## START SOURCE

Nichelle Pinkney 15:02
I was just going to say it reminds me of something I tell my students, to compare it to something that they know. I think of the “I Have a Dream” speech. It was a dream. I felt like it was almost a question. Like you were saying, Joe, is this a society thing, because we’re not doing this. This is not our first duty, and especially with how Dan presented it at the beginning. When I looked it up, I saw that too. It was like they were having a discussion, and then it got heated. I disagree with you. Then, the next one stands up and says, I disagree with you. I would agree with the question, is it a society if we don’t have those components?

## END SOURCE
## START SUPPLIED DATA

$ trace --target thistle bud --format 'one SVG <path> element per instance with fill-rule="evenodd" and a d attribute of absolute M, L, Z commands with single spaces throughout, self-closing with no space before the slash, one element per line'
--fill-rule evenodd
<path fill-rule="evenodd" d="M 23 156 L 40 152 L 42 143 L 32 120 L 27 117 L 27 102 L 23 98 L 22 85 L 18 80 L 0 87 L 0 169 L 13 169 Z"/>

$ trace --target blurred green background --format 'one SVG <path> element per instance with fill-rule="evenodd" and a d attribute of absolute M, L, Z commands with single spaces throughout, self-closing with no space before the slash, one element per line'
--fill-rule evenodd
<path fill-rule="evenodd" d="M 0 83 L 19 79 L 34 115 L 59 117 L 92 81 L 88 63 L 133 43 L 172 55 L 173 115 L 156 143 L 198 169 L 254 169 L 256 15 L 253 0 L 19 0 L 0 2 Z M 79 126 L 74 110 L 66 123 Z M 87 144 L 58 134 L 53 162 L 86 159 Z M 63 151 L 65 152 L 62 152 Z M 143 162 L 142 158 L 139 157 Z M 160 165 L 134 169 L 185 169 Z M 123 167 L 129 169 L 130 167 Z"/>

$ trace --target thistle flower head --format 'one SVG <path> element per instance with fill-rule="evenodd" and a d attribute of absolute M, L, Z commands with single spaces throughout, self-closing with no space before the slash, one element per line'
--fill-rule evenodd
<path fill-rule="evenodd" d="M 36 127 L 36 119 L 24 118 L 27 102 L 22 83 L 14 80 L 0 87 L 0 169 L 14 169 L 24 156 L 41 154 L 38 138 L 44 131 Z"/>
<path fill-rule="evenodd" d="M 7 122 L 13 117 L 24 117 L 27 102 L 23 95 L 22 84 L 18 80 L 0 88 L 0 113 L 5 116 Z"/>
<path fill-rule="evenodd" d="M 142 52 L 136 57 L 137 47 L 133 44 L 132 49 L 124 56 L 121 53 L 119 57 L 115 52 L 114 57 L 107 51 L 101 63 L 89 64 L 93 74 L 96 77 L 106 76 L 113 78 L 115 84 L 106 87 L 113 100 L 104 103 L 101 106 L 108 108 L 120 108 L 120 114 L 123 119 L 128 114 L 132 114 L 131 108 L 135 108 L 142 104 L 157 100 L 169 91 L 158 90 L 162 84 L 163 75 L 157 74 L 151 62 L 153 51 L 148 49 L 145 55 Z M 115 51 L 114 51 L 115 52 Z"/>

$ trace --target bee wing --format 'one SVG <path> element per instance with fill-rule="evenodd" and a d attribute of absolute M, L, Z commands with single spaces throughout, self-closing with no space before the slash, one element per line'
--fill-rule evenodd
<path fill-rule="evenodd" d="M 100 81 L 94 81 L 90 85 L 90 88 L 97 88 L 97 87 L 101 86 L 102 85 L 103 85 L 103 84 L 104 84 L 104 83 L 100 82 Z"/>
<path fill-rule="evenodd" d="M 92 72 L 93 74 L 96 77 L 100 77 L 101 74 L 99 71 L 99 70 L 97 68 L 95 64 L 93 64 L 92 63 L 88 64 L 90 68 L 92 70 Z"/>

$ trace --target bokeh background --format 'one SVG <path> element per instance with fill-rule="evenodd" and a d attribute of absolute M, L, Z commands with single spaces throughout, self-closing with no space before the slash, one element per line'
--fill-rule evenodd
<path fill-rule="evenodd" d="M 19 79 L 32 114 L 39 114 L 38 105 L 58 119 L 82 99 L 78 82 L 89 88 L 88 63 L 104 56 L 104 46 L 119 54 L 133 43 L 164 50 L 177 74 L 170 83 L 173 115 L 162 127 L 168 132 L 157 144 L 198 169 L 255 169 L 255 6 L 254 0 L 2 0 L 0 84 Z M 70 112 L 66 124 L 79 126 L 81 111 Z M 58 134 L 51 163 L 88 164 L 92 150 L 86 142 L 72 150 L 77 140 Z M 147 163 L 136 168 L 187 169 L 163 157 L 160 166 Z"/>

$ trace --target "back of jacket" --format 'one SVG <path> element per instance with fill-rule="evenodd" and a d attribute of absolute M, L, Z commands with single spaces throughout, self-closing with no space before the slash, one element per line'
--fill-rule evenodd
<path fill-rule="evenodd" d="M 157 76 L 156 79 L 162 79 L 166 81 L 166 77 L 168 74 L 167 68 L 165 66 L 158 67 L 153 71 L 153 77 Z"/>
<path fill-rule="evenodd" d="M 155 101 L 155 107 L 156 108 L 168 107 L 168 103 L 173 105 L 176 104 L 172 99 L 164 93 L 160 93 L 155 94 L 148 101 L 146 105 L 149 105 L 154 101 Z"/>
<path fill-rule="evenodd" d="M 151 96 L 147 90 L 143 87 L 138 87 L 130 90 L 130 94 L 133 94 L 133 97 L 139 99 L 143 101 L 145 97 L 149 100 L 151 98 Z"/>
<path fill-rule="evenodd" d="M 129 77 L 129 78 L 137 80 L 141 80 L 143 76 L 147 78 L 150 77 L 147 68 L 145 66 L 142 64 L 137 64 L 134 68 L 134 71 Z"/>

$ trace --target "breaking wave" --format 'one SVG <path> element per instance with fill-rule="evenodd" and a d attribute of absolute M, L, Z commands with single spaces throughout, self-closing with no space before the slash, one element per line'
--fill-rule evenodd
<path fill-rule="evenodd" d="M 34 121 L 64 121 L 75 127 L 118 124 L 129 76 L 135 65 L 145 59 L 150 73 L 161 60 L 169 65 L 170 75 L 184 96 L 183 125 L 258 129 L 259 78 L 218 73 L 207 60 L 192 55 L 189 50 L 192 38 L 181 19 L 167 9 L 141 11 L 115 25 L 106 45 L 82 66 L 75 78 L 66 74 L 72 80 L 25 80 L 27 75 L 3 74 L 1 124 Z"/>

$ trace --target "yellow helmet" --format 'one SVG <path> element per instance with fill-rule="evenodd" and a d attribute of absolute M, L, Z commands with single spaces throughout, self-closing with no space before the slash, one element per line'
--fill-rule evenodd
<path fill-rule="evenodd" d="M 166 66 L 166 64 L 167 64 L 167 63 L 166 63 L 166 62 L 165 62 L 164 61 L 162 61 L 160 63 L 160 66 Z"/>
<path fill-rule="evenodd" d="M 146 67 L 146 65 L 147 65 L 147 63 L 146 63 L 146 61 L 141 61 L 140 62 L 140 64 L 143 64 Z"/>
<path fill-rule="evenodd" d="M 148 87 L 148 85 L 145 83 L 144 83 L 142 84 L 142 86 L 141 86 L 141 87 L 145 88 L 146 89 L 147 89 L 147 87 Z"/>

## END SUPPLIED DATA

**PROBLEM TO WORK ON:** Pick up the discussion transcript after its last sentence and continue it.

**ANSWER FOR THE TASK:**
Joe Schmidt 16:02
This really has me thinking. This is why Nichelle and I are such a good team. She went through and did all of the notes and research. I’m just going off the top of my head. There’s our push pull. In the past month or two, I feel like more people have done this than I’ve experienced in my entire life. I’ve heard people reference Abraham Lincoln’s quote, where he refers to the Declaration of Independence as the apple of gold, and the Constitution as the picture of silver. The declaration was a promise, an attempt, a goal, and the Constitution is more fleshed out. We know the idea of equality versus the implementation… I’ll go back to the quote. The idea of justice versus the actual implementation of justice. I think what some of us are swirling around a little bit is, can you fail in an attempt at justice? I think a lot of people would say that we didn’t hit all the promises laid out in the Declaration of Independence. As much as the Constitution sets a really good siege, it doesn’t hit everything. When we go back to the quote, if justice is a moving target, how would you define it? That’s what my students would do. That was one of my favorite activities, teaching senior sociology every year. Let’s define fairness. We could never do it, because it’s so subjective. Maybe we need to recognize that justice is subjective. The duty is not to nail it, not to hit it out of the park, but maybe it’s just a promise and a recognition of an attempt. Does that meet the definition? Can it be first if it’s just a promise, and we all agree that it is important, but there are other things we’re actually going to do. Does that still make it first?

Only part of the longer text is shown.